- _Required work_: Extract the whole passage on estimating walking distance from leg-mounted IMU sensors, word for word.

- _Quoted passage_:
Inertial measurement units (IMUs) including accelerometers and gyroscopes are becoming very common and can be found in cell phones, fitness trackers, and other wearable devices. We demonstrate a system that can be used to estimate the distance traveled by a human while walking.  We model the human leg as a two-link revolute robot. IMU sensors placed on the thigh and shin provide the required measurement inputs to an extended Kalman filter to estimate state parameters associated with forward motion and walking distance.  Additionally, we show that angle estimates from acclerometers can be inaccurate for typical motions and present a method using the same robotic model to correct the accelerometer angle estimate and improve overall orientation estimates at rest and in motion using an extended Kalman filter (EKF).

Walking Distance Estimate

The first part of our approach involved creating a model for the human leg. In taking a single step forward, the human leg is similar to a two-link robot manipulator with the hip

and knee as two joints. We assign three-dimensional Cartesian reference frames to each joint, as seen in the figure to the left. Frames F0, F1, and F2 are assigned to the hip, knee and foot, respectively. Frame F0 is oriented such that the x-axis is in the direction of motion, the y-axis is up, and the z-axis is out from the hip to the right. The subsequent frames are chosen as per Denavit-Hartenberg (D-H) convention.

We develop an extended Kalman filter to estimate the x and y displacement of F2 (the heel) relative to F0 (the hip) based on gyroscope data measured from two motion sensors placed on the thigh and shin.  As the subject walks, we estimate the horizontal (x-axis) displacement of the foot as shown in the figure on the left.  Based on the assumption that the person starts walking and stops with their heel in line with their hip, we accumulate all positive displacement to generate the plot on the right.  This plot represents total distance walked.  The distance estimate for straight line walking is greater than 97% accurate when compared to a Vicon motion capture system.

- _Available data_:
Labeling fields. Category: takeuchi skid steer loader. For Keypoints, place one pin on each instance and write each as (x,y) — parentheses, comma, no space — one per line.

- _Answer for this exercise_:
Inertial measurement units (IMUs) including accelerometers and gyroscopes are becoming very common and can be found in cell phones, fitness trackers, and other wearable devices. We demonstrate a system that can be used to estimate the distance traveled by a human while walking.  We model the human leg as a two-link revolute robot. IMU sensors placed on the thigh and shin provide the required measurement inputs to an extended Kalman filter to estimate state parameters associated with forward motion and walking distance.  Additionally, we show that angle estimates from acclerometers can be inaccurate for typical motions and present a method using the same robotic model to correct the accelerometer angle estimate and improve overall orientation estimates at rest and in motion using an extended Kalman filter (EKF).

Walking Distance Estimate

The first part of our approach involved creating a model for the human leg. In taking a single step forward, the human leg is similar to a two-link robot manipulator with the hip

and knee as two joints. We assign three-dimensional Cartesian reference frames to each joint, as seen in the figure to the left. Frames F0, F1, and F2 are assigned to the hip, knee and foot, respectively. Frame F0 is oriented such that the x-axis is in the direction of motion, the y-axis is up, and the z-axis is out from the hip to the right. The subsequent frames are chosen as per Denavit-Hartenberg (D-H) convention.

We develop an extended Kalman filter to estimate the x and y displacement of F2 (the heel) relative to F0 (the hip) based on gyroscope data measured from two motion sensors placed on the thigh and shin.  As the subject walks, we estimate the horizontal (x-axis) displacement of the foot as shown in the figure on the left.  Based on the assumption that the person starts walking and stops with their heel in line with their hip, we accumulate all positive displacement to generate the plot on the right.  This plot represents total distance walked.  The distance estimate for straight line walking is greater than 97% accurate when compared to a Vicon motion capture system.